## Input rows

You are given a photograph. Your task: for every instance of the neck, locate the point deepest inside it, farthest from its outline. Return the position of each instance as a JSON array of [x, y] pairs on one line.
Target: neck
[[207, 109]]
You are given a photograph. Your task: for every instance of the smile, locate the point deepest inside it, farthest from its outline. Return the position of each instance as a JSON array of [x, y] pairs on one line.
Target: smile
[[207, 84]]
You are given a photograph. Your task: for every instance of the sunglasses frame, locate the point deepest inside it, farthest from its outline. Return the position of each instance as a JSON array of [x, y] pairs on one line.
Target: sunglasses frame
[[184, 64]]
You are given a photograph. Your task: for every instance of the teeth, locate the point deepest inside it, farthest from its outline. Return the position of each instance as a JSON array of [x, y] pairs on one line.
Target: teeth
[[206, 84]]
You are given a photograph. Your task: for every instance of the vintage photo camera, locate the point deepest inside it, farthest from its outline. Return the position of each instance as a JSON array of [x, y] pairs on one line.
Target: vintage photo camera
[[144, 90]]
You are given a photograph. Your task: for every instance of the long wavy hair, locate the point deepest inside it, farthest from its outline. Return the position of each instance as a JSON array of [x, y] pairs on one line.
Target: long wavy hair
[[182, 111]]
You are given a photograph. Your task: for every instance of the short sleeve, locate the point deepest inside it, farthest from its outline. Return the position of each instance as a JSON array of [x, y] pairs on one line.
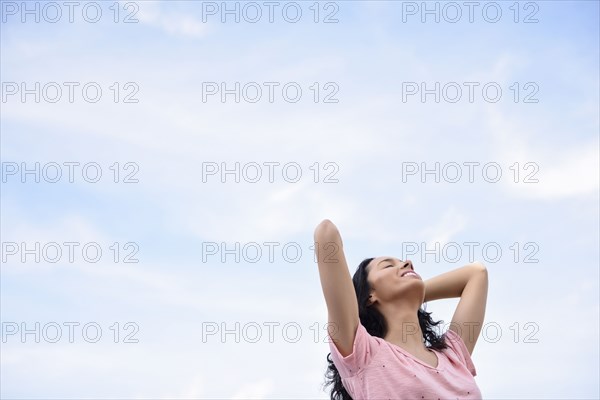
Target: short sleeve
[[363, 350], [458, 346]]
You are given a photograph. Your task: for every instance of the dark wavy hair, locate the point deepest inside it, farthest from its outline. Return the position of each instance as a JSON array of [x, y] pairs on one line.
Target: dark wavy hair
[[375, 324]]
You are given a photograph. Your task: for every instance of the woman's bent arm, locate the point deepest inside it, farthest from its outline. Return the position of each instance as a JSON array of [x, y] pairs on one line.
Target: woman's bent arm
[[338, 289]]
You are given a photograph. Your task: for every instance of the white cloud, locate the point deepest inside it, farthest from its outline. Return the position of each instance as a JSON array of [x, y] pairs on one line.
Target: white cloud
[[561, 170], [256, 390], [450, 224], [174, 23]]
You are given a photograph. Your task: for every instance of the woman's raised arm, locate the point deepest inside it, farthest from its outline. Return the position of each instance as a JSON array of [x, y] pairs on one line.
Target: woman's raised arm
[[336, 282]]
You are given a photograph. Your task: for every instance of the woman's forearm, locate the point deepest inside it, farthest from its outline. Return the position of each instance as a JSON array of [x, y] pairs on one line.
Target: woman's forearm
[[450, 284]]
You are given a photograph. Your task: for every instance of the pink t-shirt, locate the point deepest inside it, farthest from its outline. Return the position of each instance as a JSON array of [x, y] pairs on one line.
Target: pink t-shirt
[[378, 369]]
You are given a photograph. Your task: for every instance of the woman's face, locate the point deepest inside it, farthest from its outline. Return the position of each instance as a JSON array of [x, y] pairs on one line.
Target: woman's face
[[391, 278]]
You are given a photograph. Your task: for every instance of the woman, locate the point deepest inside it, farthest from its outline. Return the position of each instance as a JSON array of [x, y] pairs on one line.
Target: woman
[[378, 332]]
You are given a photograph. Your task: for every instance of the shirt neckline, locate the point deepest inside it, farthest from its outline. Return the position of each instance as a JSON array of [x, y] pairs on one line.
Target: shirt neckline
[[437, 353]]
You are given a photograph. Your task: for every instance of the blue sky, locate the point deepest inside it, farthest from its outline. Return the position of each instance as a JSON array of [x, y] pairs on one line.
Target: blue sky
[[369, 135]]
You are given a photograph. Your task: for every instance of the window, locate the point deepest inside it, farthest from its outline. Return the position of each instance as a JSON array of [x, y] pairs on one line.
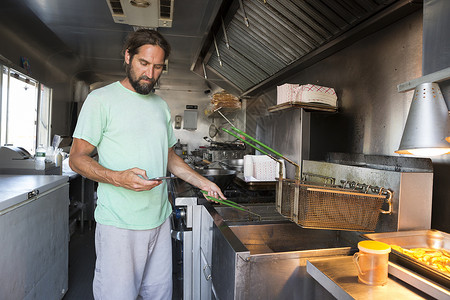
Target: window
[[25, 111]]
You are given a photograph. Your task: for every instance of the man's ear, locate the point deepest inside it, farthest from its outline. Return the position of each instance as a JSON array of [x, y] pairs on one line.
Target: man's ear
[[127, 57]]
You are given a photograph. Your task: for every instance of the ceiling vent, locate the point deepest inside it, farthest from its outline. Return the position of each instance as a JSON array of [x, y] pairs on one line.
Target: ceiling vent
[[145, 13]]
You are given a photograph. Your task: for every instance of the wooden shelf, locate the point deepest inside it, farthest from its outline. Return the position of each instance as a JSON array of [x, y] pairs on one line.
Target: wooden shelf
[[306, 106]]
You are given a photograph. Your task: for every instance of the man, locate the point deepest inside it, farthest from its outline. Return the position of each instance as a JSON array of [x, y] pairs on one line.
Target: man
[[131, 129]]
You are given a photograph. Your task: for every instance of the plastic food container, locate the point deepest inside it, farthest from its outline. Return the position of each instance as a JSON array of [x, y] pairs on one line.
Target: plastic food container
[[372, 262]]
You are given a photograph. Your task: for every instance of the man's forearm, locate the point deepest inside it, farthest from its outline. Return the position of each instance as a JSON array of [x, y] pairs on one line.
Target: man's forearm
[[90, 168], [178, 167]]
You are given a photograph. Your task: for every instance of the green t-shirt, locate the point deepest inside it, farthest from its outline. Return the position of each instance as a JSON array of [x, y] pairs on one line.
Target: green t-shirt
[[129, 130]]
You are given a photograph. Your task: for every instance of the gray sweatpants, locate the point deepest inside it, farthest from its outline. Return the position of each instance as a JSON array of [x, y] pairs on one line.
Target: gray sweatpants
[[133, 264]]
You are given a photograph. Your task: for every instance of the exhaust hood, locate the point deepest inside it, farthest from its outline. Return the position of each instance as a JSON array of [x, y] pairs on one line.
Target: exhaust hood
[[142, 13], [256, 43]]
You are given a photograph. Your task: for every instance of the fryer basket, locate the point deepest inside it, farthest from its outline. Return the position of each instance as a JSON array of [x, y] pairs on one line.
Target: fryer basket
[[322, 207]]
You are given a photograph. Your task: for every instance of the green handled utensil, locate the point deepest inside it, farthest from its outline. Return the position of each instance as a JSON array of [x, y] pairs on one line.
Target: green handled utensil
[[230, 203]]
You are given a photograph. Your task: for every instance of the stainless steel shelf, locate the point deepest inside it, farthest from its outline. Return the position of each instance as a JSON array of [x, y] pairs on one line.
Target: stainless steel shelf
[[306, 106]]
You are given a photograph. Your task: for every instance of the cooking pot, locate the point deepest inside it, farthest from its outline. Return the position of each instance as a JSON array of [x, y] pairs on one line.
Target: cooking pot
[[221, 177], [233, 164]]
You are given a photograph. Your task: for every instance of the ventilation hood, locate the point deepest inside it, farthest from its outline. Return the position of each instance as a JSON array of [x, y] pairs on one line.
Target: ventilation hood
[[255, 44], [142, 13]]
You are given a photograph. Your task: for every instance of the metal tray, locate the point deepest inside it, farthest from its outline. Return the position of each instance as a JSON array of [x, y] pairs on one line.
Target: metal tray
[[416, 239]]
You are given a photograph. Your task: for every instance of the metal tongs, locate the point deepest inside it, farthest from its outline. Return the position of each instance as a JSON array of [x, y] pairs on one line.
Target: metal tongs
[[230, 203]]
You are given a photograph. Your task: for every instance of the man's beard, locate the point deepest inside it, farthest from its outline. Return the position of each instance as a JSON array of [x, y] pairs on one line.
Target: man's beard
[[140, 88]]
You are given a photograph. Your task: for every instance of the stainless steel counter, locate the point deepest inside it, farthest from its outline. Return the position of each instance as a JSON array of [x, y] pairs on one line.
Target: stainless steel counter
[[34, 235], [340, 277], [15, 188]]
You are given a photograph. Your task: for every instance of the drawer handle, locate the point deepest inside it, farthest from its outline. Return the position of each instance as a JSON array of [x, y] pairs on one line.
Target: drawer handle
[[33, 193], [207, 277]]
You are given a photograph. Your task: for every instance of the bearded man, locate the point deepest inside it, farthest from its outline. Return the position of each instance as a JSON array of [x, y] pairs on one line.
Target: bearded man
[[132, 130]]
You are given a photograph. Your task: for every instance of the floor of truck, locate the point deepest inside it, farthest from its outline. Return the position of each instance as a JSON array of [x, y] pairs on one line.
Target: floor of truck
[[82, 264]]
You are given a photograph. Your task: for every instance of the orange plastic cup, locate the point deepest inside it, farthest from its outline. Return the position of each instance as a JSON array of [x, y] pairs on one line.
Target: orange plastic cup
[[372, 262]]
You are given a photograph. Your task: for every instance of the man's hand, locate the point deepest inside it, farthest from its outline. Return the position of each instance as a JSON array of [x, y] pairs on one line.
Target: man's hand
[[135, 179], [81, 162], [213, 190]]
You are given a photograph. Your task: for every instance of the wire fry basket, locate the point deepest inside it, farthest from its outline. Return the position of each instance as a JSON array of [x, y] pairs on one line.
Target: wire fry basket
[[322, 207]]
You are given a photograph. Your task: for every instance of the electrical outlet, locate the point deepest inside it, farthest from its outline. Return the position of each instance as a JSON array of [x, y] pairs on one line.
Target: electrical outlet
[[178, 122]]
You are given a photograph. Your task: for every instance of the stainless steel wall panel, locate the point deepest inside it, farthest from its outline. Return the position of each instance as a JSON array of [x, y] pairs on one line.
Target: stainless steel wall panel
[[319, 32], [284, 30], [265, 60], [329, 15], [289, 30]]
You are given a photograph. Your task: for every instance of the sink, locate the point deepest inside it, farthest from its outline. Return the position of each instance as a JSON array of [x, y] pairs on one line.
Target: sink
[[233, 216], [285, 237], [267, 259]]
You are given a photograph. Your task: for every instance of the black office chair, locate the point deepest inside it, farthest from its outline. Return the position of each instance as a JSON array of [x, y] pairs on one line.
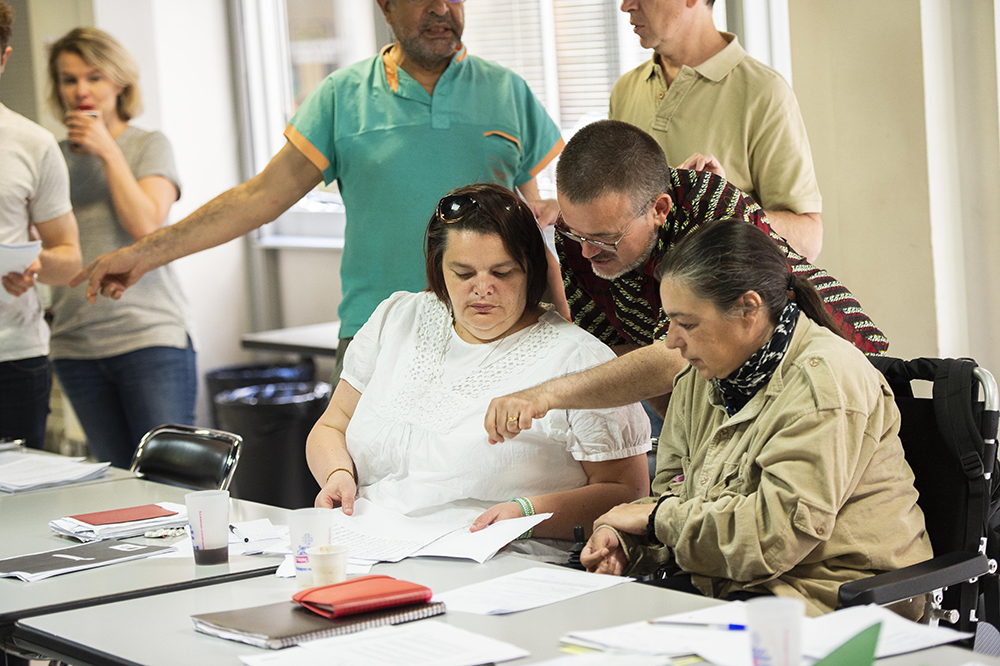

## Exercise description
How many lines above contain the string "ceiling", counting only matches with the same capitalization? Reply with the number alone.

## Result
2